start Stored rows

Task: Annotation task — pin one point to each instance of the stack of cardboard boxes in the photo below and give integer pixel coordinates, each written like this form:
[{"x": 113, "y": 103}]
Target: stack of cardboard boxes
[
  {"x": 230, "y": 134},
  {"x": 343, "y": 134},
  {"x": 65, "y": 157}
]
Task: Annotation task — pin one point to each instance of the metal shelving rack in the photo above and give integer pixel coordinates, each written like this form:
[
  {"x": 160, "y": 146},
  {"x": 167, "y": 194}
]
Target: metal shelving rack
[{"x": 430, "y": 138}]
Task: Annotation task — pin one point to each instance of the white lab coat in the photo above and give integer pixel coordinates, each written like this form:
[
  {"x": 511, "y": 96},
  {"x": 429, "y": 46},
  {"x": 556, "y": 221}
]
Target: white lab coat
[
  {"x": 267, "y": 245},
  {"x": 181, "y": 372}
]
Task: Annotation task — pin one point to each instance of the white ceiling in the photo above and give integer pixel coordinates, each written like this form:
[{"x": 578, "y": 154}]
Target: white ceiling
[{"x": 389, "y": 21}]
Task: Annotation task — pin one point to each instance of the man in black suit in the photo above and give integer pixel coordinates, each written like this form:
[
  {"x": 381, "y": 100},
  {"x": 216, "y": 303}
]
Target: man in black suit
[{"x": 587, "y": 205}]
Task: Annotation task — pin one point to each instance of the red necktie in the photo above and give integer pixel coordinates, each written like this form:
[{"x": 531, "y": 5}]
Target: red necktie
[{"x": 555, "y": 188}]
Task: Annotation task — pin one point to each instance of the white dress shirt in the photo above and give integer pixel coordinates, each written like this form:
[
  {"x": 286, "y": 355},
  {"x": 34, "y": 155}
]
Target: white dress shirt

end Stored rows

Task statement =>
Rewrite the lines above as a JSON list of strings, with one string per line and blank lines omitted.

Output for this exercise =>
[
  "Task: Annotation task — pin one point to each instance of the stack of cardboard boxes in the photo below and give integer pixel coordinates, each written like this form:",
  "[{\"x\": 113, \"y\": 103}]",
  "Target: stack of cardboard boxes",
  "[",
  "  {\"x\": 230, \"y\": 134},",
  "  {\"x\": 343, \"y\": 134},",
  "  {\"x\": 65, \"y\": 157}",
  "]",
  "Task: Annotation task — pin one point to each instance of the metal shelving rack in the photo above and give integer pixel coordinates, each written like this form:",
  "[",
  "  {\"x\": 160, \"y\": 146},",
  "  {\"x\": 167, \"y\": 194}",
  "]",
  "Target: metal shelving rack",
  "[{\"x\": 430, \"y\": 138}]",
  "Task: Annotation task — pin one point to each instance of the white lab coat in the photo above and give integer pixel coordinates, each written like this form:",
  "[",
  "  {\"x\": 511, \"y\": 96},",
  "  {\"x\": 429, \"y\": 46},",
  "  {\"x\": 556, \"y\": 221}",
  "]",
  "Target: white lab coat",
  "[",
  "  {\"x\": 267, \"y\": 245},",
  "  {\"x\": 181, \"y\": 372}",
  "]",
  "Task: Annotation task — pin one point to each instance of the white ceiling in the photo above and give integer pixel coordinates, each written like this form:",
  "[{\"x\": 578, \"y\": 154}]",
  "Target: white ceiling",
  "[{\"x\": 389, \"y\": 21}]",
  "Task: Annotation task — pin one point to each instance of the man in black suit in the photo above and give integer pixel coordinates, each written like this form:",
  "[",
  "  {\"x\": 381, \"y\": 100},",
  "  {\"x\": 216, \"y\": 303}",
  "]",
  "Target: man in black suit",
  "[{\"x\": 587, \"y\": 205}]",
  "Task: Annotation task — pin one point to each instance of the red necktie in the photo above and give integer pixel coordinates, each written like this form:",
  "[{\"x\": 531, \"y\": 5}]",
  "Target: red necktie",
  "[{\"x\": 555, \"y\": 188}]",
  "Task: Annotation task — pin one point to each instance of the white dress shirt in the photo above and give integer pixel coordinates, each written like this form:",
  "[",
  "  {\"x\": 286, \"y\": 355},",
  "  {\"x\": 34, \"y\": 155}",
  "]",
  "Target: white dress shirt"
]